Set exercise: Identify each line in the items below that contains the word "castle" and copy those lines out. Case counts.

(Pointing data excerpts)
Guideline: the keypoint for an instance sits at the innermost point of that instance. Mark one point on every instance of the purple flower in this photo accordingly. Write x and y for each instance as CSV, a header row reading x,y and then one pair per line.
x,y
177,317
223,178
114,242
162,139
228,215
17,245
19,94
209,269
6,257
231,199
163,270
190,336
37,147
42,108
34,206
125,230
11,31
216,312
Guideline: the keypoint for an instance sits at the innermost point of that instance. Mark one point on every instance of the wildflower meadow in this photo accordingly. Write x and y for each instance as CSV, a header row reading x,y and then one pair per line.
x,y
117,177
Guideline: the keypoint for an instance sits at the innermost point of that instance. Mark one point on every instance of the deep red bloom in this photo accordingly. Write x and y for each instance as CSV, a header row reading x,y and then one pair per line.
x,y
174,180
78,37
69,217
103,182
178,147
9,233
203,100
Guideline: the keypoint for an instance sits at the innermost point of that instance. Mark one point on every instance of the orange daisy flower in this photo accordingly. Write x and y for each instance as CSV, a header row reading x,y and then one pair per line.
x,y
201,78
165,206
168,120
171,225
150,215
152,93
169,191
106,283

--

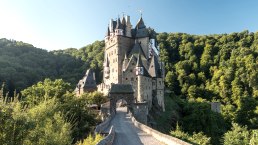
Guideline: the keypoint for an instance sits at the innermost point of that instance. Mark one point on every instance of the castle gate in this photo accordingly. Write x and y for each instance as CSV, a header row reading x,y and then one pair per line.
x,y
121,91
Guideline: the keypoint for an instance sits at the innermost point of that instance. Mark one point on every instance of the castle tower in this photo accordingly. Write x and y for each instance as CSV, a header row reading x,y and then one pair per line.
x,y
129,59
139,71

---

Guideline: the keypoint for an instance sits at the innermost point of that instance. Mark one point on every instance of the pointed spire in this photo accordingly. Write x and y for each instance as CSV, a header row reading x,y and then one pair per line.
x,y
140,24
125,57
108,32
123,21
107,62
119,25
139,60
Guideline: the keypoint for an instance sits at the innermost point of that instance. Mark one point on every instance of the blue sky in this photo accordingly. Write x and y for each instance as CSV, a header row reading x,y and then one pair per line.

Solution for this task:
Guideline: the keypoint for an instance sits at the innermost point of that instance. Mark one point on every instance of the castle gate in this photo accordingly. Write x and y for each instance as CSV, a header row reading x,y and then one pair per line.
Guideline: the keypoint for an instance sits at the innermost point of that instance. Mark one point on every instance of the castle tower in this photo accordingly. Write x and y for each instance as CSV, a header row reading x,y and then one pair per line.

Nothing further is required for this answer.